----- MATERIAL FOR THE TASK
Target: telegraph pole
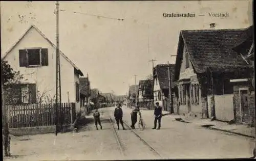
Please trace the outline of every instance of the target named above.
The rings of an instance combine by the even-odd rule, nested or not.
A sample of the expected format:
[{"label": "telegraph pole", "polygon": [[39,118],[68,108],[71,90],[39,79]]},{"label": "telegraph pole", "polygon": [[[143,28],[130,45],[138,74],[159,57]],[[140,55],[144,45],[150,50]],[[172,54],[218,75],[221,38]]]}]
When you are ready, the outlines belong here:
[{"label": "telegraph pole", "polygon": [[4,83],[3,78],[1,81],[2,83],[2,116],[4,117],[4,122],[3,122],[3,126],[4,127],[4,143],[5,147],[5,155],[6,156],[11,156],[11,151],[10,147],[10,136],[9,133],[8,127],[8,119],[7,118],[7,109],[5,106],[5,96]]},{"label": "telegraph pole", "polygon": [[55,136],[58,132],[58,126],[59,119],[58,115],[58,78],[59,76],[59,74],[58,73],[58,64],[59,64],[59,2],[57,1],[56,4],[56,100],[55,100],[55,125],[56,125],[56,131]]},{"label": "telegraph pole", "polygon": [[[168,82],[169,83],[169,99],[170,100],[170,102],[169,102],[169,103],[170,102],[172,102],[172,103],[173,103],[173,102],[172,101],[172,87],[171,87],[172,82],[170,81],[170,64],[169,64],[169,61],[168,61],[168,79],[169,81]],[[168,104],[167,105],[169,106],[169,104]],[[172,113],[171,107],[170,107],[170,113]]]},{"label": "telegraph pole", "polygon": [[153,59],[148,61],[148,62],[152,62],[152,74],[154,74],[154,62],[156,62],[156,60],[154,60]]},{"label": "telegraph pole", "polygon": [[[170,56],[171,57],[176,57],[176,56],[174,55],[170,55]],[[168,77],[169,77],[169,99],[170,99],[170,102],[172,103],[172,107],[170,109],[170,113],[173,113],[174,112],[173,111],[174,109],[173,108],[174,108],[174,100],[173,98],[173,94],[172,94],[172,74],[170,73],[170,64],[169,64],[169,62],[168,62]]]},{"label": "telegraph pole", "polygon": [[135,104],[137,105],[137,87],[136,87],[136,76],[137,75],[134,75],[134,77],[135,78]]}]

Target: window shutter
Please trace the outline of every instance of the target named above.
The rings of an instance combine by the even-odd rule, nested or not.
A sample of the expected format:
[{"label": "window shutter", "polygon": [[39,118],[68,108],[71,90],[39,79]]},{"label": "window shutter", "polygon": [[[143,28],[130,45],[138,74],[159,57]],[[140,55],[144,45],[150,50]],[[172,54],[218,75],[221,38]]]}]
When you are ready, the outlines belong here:
[{"label": "window shutter", "polygon": [[41,58],[42,66],[48,66],[48,49],[47,48],[41,49]]},{"label": "window shutter", "polygon": [[27,51],[25,49],[19,50],[19,66],[27,66]]},{"label": "window shutter", "polygon": [[29,85],[29,101],[30,103],[36,103],[36,87],[35,84]]}]

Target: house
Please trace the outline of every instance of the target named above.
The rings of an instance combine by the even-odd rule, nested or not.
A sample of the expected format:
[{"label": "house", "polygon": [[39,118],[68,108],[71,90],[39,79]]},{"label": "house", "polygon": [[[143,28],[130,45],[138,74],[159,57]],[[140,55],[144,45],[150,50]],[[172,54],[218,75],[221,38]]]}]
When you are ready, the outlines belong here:
[{"label": "house", "polygon": [[139,82],[138,98],[140,107],[149,109],[154,106],[153,83],[153,80],[140,80]]},{"label": "house", "polygon": [[138,99],[139,93],[139,85],[132,85],[129,87],[129,97],[130,101],[133,103],[135,103],[136,98]]},{"label": "house", "polygon": [[[90,86],[88,75],[87,77],[80,77],[79,82],[80,105],[84,107],[86,104],[89,105],[90,103]],[[87,106],[87,108],[88,113],[89,106]]]},{"label": "house", "polygon": [[247,78],[252,72],[232,49],[245,30],[180,31],[175,75],[180,114],[234,119],[233,84],[230,79]]},{"label": "house", "polygon": [[[60,52],[61,102],[75,102],[80,110],[79,76],[83,74],[62,52]],[[32,25],[7,51],[3,60],[24,75],[21,83],[7,88],[19,94],[16,103],[34,103],[55,99],[56,46],[35,25]]]},{"label": "house", "polygon": [[[245,61],[254,70],[254,46],[253,39],[253,26],[246,29],[247,34],[241,37],[241,42],[233,48],[241,55]],[[233,105],[235,121],[254,125],[255,95],[254,87],[254,74],[245,79],[232,79],[236,83],[233,86]]]},{"label": "house", "polygon": [[[168,69],[169,69],[169,76]],[[159,105],[163,107],[165,111],[169,108],[169,103],[166,101],[169,99],[169,83],[171,84],[173,97],[177,94],[174,82],[175,64],[158,64],[154,68],[153,71],[153,94],[154,104],[158,102]]]},{"label": "house", "polygon": [[90,99],[93,102],[95,108],[100,108],[100,103],[105,101],[105,97],[102,94],[100,94],[99,90],[96,88],[91,89]]},{"label": "house", "polygon": [[105,98],[105,102],[107,103],[108,106],[111,106],[114,103],[114,98],[112,94],[110,93],[102,93],[102,95]]}]

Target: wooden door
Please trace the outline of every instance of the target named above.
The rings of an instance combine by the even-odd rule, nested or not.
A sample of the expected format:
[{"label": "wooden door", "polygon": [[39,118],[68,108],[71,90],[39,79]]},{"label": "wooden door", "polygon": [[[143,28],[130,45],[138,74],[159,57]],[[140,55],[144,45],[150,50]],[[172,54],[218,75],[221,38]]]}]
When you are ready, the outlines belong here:
[{"label": "wooden door", "polygon": [[247,122],[249,118],[249,103],[248,101],[248,90],[241,90],[240,101],[241,101],[241,122]]}]

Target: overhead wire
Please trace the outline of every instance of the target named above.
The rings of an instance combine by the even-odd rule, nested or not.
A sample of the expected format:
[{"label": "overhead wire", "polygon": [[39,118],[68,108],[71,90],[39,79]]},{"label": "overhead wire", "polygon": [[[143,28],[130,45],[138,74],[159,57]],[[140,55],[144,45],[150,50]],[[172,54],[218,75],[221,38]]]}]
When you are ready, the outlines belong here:
[{"label": "overhead wire", "polygon": [[101,17],[101,18],[108,18],[108,19],[115,19],[115,20],[118,20],[119,21],[122,20],[123,21],[124,20],[124,18],[113,18],[113,17],[108,17],[108,16],[100,16],[100,15],[94,15],[94,14],[89,14],[87,13],[83,13],[83,12],[75,12],[75,11],[68,11],[66,10],[63,10],[63,9],[59,9],[59,11],[63,11],[63,12],[72,12],[73,13],[78,13],[78,14],[81,14],[87,16],[95,16],[97,17]]}]

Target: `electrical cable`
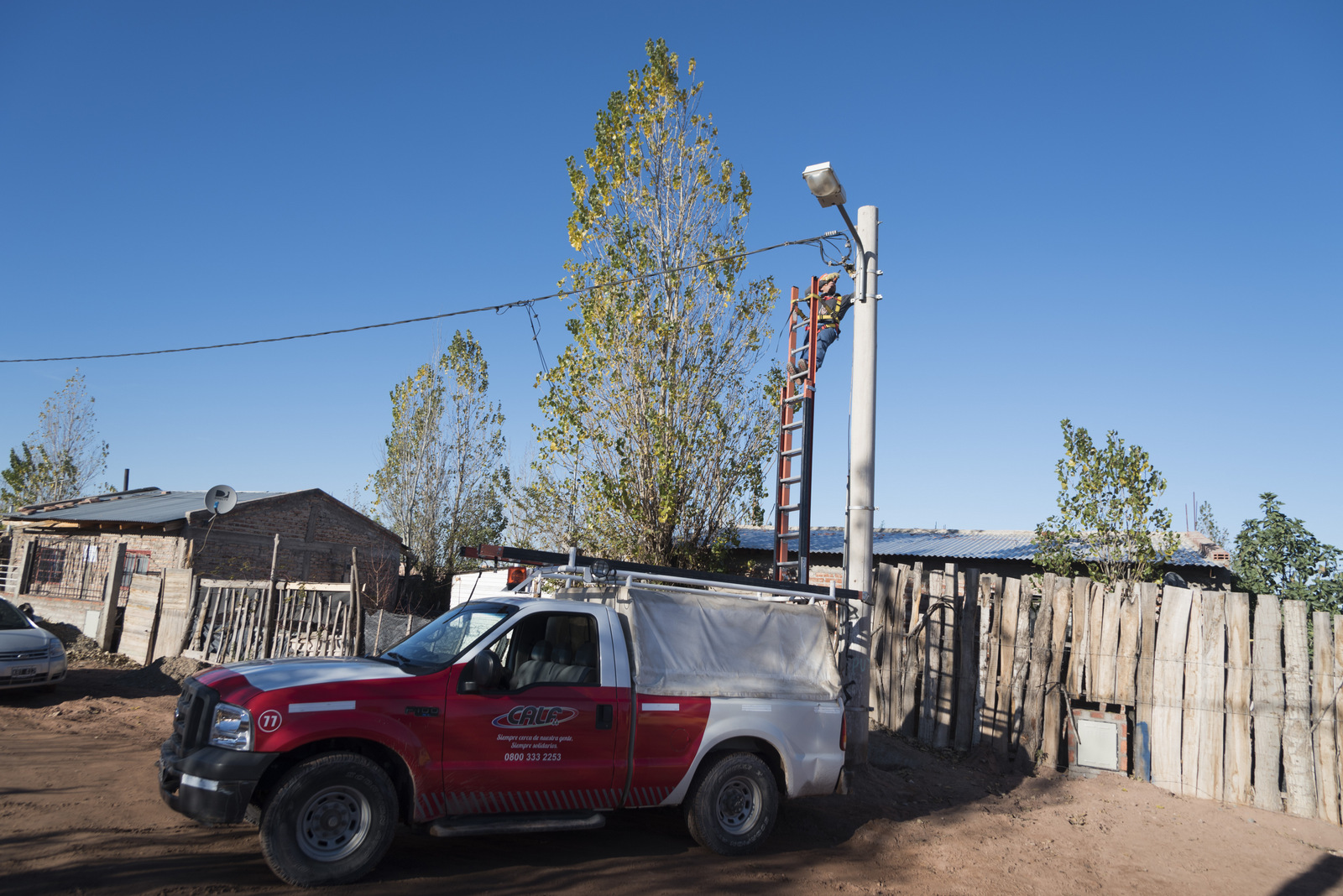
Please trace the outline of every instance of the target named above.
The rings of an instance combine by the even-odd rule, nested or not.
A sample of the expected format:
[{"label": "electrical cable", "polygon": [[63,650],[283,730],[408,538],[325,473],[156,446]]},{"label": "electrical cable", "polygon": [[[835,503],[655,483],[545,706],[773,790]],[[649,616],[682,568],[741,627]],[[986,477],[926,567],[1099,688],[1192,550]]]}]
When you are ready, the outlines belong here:
[{"label": "electrical cable", "polygon": [[[678,267],[663,268],[661,271],[650,271],[649,274],[635,274],[634,276],[627,276],[620,280],[611,280],[610,283],[595,283],[592,286],[584,286],[576,290],[567,290],[560,292],[551,292],[548,295],[539,295],[530,299],[518,299],[516,302],[502,302],[500,304],[486,304],[478,309],[462,309],[461,311],[445,311],[442,314],[427,314],[420,318],[406,318],[404,321],[387,321],[384,323],[365,323],[357,327],[341,327],[338,330],[321,330],[318,333],[298,333],[287,337],[270,337],[267,339],[243,339],[240,342],[219,342],[215,345],[193,345],[184,346],[181,349],[152,349],[148,351],[115,351],[109,354],[73,354],[62,358],[0,358],[0,363],[40,363],[44,361],[99,361],[103,358],[137,358],[149,354],[175,354],[179,351],[205,351],[208,349],[236,349],[244,345],[265,345],[267,342],[289,342],[290,339],[312,339],[324,335],[337,335],[341,333],[359,333],[361,330],[379,330],[381,327],[396,327],[406,323],[423,323],[424,321],[441,321],[443,318],[455,318],[462,314],[479,314],[482,311],[506,311],[516,307],[530,307],[533,302],[544,302],[545,299],[564,298],[568,295],[580,295],[583,292],[592,292],[595,290],[607,290],[616,286],[624,286],[627,283],[635,283],[639,280],[647,280],[654,276],[662,276],[665,274],[678,274],[681,271],[690,271],[694,268],[704,268],[713,264],[721,264],[724,262],[731,262],[733,259],[743,259],[748,255],[759,255],[760,252],[772,252],[774,249],[782,249],[788,245],[817,245],[821,249],[822,259],[826,258],[826,248],[834,248],[830,243],[842,235],[838,231],[827,231],[821,236],[808,236],[803,240],[788,240],[786,243],[775,243],[774,245],[766,245],[759,249],[748,249],[745,252],[735,252],[732,255],[724,255],[716,259],[708,259],[704,262],[694,262],[692,264],[681,264]],[[847,243],[847,239],[845,240]],[[829,263],[829,262],[827,262]],[[540,342],[537,343],[540,347]]]}]

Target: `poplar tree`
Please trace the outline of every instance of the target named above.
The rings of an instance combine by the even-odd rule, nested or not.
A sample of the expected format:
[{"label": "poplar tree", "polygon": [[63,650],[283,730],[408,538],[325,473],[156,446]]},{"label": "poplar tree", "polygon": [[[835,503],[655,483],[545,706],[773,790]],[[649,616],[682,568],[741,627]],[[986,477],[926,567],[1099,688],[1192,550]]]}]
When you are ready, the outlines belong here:
[{"label": "poplar tree", "polygon": [[572,343],[539,377],[547,425],[529,507],[548,519],[530,524],[556,547],[694,566],[760,519],[778,290],[727,259],[744,249],[751,181],[700,111],[704,85],[682,83],[663,40],[646,52],[598,113],[583,161],[567,161],[580,258],[560,286],[619,284],[576,292]]},{"label": "poplar tree", "polygon": [[489,368],[470,330],[391,392],[392,431],[369,488],[431,592],[474,566],[459,555],[463,545],[496,542],[506,524],[504,413],[488,392]]}]

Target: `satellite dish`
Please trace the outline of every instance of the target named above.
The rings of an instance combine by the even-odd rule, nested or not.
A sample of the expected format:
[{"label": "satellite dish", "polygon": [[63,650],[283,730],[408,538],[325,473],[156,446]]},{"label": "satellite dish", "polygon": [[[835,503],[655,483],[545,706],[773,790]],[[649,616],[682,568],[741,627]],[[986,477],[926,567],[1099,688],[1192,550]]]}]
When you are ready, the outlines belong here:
----------
_EXERCISE TASK_. Identify every line in the listing that contains the word "dish", and copy each such line in full.

_SOLUTION TO THIS TASK_.
Target: `satellite dish`
[{"label": "satellite dish", "polygon": [[63,650],[283,730],[408,538],[325,473],[156,446]]},{"label": "satellite dish", "polygon": [[[835,503],[655,483],[545,706],[773,790]],[[649,616],[682,568],[741,627]],[[986,477],[926,567],[1099,688],[1192,550]]]}]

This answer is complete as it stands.